-- START OF PAGE EXCERPT --

EM wave and electrical signal relation

Thread Starter

Vilius_Zalenas

Joined Jul 24, 2022
15
Hello,

I am a second year electronic engineering student just starting my way in the industry. This time I will ask for theory clarification that simply is missing to make the ends meet in my understanding ofRF physics.

Last semester I did a deep dive into RF world at university. I was learning basics about transmission lines, waveguides, antennas etc. Lets say we have a microstrip type transmission line (50 ohms). In order to match the impedance, we have to connect both conductors with a 50 ohm resistor (standard impedance matching procedure.) On the other hand, the EM wave can only propagate (without immense attenuation) in the dielectric material (In this case, lets say its a standard 1.6mm thickness FR-4 PCB). So my question is, how these two laws are related? I mean from my point of understanding, that 50 ohm resistor is just a physical component, how can it affect the EM wave propagation in the dielectric?

I have another side question which is very closely related to the first part. I did a laboratory work with a VNA at the university. I was measuring S parameters of the the antenna amplifier circuit. I do not understand how the VNA does signal acquisition. At some point that instrument has to threat the signal as an electrical one in order to do all the ADC, signal processing and other difficult processes, but the VNA is acquiring S parameter signal in the EM wave form. So my question is what is the principal of EM wave to electrical signal conversion?

-- END OF PAGE EXCERPT --

* THE TASKS
- a) In the forum thread on EM waves and electrical signals, which RF basics does the poster say were learned last semester at university?
- b) Extend the forum thread on EM waves and electrical signals, beginning after its final sentence.

-- START OF PROVIDED INFORMATION --

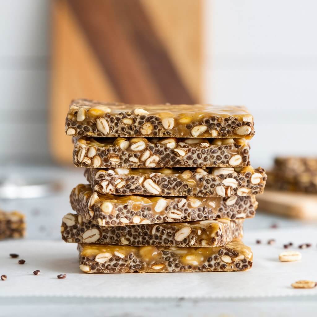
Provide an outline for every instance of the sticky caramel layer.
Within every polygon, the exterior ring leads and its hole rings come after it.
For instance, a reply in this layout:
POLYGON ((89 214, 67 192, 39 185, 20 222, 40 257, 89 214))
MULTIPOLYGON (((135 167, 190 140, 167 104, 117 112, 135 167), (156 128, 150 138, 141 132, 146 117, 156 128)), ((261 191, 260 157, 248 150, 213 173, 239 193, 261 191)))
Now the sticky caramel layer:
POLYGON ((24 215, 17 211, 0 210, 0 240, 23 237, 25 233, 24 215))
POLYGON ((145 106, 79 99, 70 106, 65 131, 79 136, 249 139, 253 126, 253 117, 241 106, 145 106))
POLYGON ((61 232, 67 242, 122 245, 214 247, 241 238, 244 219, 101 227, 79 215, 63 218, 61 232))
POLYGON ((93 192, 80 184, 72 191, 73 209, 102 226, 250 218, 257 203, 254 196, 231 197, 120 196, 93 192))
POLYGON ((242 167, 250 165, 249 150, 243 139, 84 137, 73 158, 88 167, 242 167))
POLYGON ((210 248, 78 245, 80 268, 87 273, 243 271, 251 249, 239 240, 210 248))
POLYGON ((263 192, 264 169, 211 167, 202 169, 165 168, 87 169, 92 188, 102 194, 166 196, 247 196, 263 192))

-- END OF PROVIDED INFORMATION --
-- START OF PROVIDED INFORMATION --

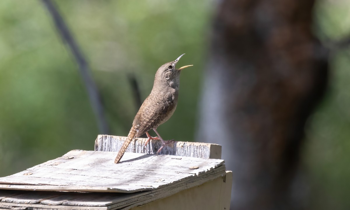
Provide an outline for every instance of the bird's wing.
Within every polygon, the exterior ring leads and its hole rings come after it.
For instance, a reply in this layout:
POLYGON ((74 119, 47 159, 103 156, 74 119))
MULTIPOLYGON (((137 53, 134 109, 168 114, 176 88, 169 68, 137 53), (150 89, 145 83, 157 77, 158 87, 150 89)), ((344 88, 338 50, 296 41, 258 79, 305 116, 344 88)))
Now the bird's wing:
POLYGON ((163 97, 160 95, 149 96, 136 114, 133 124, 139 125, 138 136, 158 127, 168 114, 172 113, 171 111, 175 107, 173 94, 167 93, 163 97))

-- END OF PROVIDED INFORMATION --
-- START OF PROVIDED INFORMATION --

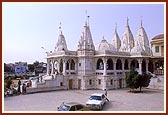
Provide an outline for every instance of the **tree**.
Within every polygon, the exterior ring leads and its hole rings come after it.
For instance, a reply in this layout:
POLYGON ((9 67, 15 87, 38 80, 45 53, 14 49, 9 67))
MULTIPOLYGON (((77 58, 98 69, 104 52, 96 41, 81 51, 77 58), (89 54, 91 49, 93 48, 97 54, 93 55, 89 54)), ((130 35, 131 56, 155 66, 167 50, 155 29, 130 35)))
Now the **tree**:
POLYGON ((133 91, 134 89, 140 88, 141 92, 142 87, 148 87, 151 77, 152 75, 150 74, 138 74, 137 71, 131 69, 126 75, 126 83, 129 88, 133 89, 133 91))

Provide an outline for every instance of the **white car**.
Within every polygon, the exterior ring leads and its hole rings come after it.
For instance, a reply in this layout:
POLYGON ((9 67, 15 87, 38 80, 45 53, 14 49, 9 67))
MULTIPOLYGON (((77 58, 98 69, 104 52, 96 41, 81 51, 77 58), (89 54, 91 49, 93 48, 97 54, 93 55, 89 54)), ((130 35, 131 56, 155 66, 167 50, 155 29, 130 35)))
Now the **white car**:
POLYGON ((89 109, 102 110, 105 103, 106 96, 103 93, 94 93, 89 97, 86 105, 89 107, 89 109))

-- END OF PROVIDED INFORMATION --

* ANSWER SET
- a) Transmission lines, waveguides, and antennas.

- b)
Like I mentioned, I am a complete beginner in the RF world and I wrote this based on assumptions coming from my understanding. If I am completely wrong, please explain to me, I will be very grateful. I just feel like I can not continue learning without understanding this and I have not yet found a good enough book to explain all this. I thank you in advance.

Vilius
 

Papabravo

Joined Feb 24, 2006
19,284
As to the first question: when you look at the PDE (Partial Differential Equation) for a transmission line you notice the importance of the boundary conditions. When you encounter an impedance discontinuity a couple of things happen. Part of the wave is transmitted through the discontinuity and part of the wave is reflected. The condition where the reflected wave has a negligible magnitude is when the source impedance of the source matches the characteristic impedance of the transmission line, or the characteristic impedance of the transmission line matches the load impedance. This is very easy to model with LTspice, where you can see the effects of stepping the various impedances and measuring the magnitudes of the transmitted and reflected waveforms.

As to the second question: there are circuit configurations called directional couplers and power dividers that facilitate the sampling of RF signals for measurement and characterizations. See the following for more details:

https://en.wikipedia.org/wiki/Wilkinson_power_divider
https://en.wikipedia.org/wiki/Power_dividers_and_directional_couplers
 

nsaspook

Joined Aug 27, 2009
10,415
A short video with IMO one of the best visuals of boundary discontinuities and their effects.


Another great product of the Cold War space-race.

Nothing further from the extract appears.